(Work task) Your answer must be every line of the data that contains "below".

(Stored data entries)
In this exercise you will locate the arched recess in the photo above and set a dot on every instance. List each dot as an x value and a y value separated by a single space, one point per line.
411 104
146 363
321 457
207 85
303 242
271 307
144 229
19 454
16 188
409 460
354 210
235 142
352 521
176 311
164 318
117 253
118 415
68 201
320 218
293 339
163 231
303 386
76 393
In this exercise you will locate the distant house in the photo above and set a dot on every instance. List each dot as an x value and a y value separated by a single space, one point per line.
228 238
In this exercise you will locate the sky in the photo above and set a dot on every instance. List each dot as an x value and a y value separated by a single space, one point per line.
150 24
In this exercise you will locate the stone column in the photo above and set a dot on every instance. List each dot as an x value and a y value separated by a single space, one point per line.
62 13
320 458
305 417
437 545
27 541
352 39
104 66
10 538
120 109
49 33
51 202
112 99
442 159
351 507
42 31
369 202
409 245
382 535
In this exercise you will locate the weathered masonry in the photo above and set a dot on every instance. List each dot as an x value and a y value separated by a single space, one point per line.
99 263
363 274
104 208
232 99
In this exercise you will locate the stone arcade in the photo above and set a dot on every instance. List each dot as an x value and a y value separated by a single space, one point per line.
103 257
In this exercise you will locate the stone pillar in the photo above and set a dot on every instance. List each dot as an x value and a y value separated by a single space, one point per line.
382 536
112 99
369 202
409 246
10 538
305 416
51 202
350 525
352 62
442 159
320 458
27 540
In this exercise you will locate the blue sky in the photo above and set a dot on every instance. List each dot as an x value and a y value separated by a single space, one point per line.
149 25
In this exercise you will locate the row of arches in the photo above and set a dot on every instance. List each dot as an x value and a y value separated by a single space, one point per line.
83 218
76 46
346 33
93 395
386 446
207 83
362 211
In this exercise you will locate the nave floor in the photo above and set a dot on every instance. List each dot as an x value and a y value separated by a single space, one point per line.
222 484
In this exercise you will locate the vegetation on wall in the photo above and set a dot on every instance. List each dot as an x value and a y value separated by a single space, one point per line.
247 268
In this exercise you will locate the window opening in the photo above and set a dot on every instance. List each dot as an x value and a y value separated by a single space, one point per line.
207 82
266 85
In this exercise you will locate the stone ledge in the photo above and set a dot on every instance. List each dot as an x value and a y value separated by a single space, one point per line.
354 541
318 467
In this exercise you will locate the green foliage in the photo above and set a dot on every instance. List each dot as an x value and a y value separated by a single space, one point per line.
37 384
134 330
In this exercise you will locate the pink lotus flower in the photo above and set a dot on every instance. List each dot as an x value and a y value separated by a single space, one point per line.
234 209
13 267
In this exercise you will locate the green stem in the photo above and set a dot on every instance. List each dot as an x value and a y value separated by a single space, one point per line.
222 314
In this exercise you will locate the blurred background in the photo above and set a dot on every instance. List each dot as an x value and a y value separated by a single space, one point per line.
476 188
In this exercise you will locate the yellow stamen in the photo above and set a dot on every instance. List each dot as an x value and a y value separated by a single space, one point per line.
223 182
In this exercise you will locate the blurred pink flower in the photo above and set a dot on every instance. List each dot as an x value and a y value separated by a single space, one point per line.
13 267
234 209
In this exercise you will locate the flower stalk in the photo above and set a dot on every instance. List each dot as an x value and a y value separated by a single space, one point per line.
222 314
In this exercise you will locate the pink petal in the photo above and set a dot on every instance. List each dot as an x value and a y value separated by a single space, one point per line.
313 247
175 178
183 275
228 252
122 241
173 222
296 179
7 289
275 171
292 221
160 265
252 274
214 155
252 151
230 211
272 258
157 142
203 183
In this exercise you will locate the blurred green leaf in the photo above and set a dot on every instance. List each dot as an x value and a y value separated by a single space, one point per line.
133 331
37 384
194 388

* * *

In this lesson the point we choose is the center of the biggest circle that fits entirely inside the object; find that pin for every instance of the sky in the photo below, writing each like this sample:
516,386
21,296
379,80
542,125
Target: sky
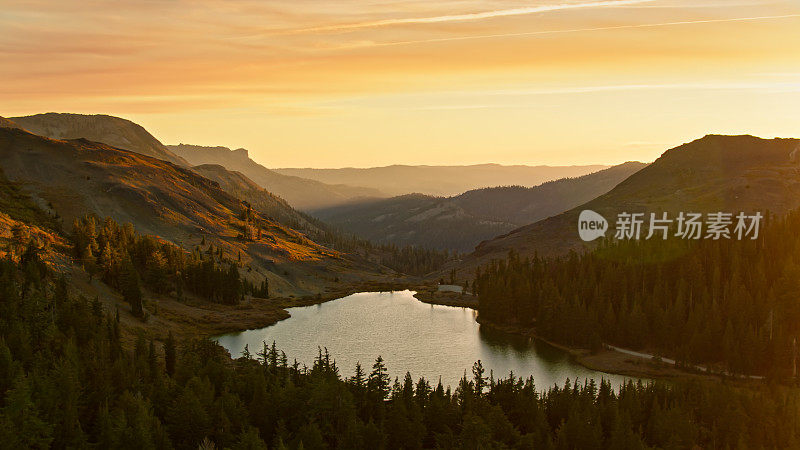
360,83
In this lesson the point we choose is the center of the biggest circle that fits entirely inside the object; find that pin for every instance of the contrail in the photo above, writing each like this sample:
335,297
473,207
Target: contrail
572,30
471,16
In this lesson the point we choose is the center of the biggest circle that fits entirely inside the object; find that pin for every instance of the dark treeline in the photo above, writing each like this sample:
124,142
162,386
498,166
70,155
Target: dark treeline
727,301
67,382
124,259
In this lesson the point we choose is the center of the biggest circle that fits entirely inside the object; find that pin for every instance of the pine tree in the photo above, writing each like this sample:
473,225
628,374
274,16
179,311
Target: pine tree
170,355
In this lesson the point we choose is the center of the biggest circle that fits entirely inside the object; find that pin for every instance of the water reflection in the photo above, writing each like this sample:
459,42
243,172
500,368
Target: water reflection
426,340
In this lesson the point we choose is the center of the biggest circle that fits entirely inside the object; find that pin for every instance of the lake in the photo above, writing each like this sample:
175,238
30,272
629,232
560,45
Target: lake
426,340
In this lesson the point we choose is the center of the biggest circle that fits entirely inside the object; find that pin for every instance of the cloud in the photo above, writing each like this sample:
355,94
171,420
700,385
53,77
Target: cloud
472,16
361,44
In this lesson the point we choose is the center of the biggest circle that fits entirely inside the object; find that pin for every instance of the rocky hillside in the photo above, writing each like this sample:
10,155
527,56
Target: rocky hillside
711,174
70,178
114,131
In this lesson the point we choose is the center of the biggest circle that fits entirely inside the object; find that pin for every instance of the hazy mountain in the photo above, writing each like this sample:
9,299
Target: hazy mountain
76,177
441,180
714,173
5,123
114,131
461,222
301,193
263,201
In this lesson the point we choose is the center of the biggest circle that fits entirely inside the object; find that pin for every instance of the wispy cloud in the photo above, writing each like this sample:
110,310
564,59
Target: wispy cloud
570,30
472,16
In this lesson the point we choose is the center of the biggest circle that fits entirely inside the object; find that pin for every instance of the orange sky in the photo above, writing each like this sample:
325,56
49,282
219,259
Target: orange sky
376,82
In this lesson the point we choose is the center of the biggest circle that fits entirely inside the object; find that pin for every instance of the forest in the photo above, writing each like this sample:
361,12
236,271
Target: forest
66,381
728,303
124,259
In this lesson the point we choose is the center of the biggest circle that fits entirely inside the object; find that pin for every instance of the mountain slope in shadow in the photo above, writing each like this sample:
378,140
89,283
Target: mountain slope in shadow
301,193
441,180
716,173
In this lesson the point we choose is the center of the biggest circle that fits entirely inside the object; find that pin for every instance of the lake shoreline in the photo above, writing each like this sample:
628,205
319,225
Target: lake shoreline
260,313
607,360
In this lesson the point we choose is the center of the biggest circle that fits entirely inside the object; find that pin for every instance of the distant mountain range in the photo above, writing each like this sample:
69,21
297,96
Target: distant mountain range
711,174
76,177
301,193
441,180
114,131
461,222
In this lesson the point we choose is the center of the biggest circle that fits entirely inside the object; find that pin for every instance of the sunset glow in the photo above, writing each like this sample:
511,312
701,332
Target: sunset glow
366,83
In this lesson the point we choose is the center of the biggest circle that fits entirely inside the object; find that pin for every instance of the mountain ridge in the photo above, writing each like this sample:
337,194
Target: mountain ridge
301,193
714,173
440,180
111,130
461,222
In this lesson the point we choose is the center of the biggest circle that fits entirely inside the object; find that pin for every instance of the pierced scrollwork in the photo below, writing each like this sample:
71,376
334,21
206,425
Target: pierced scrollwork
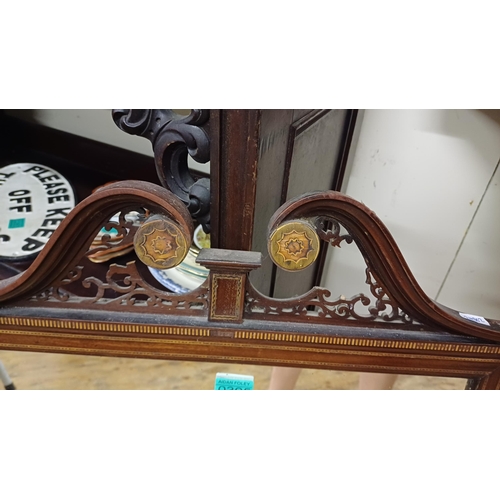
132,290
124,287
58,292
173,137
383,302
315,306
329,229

(Answer to this problem)
In this lesson the point we choose is the center of the biggest circle that fits entirely inside the object; find that pin for every instance of the sky in the photo below, writing each like this sample:
In this lesson the point we choose is the center of the biggest circle that fits entirely inside the object; find that pin for every instance of the pierced scrollwork in the photo below, writing each like this sample:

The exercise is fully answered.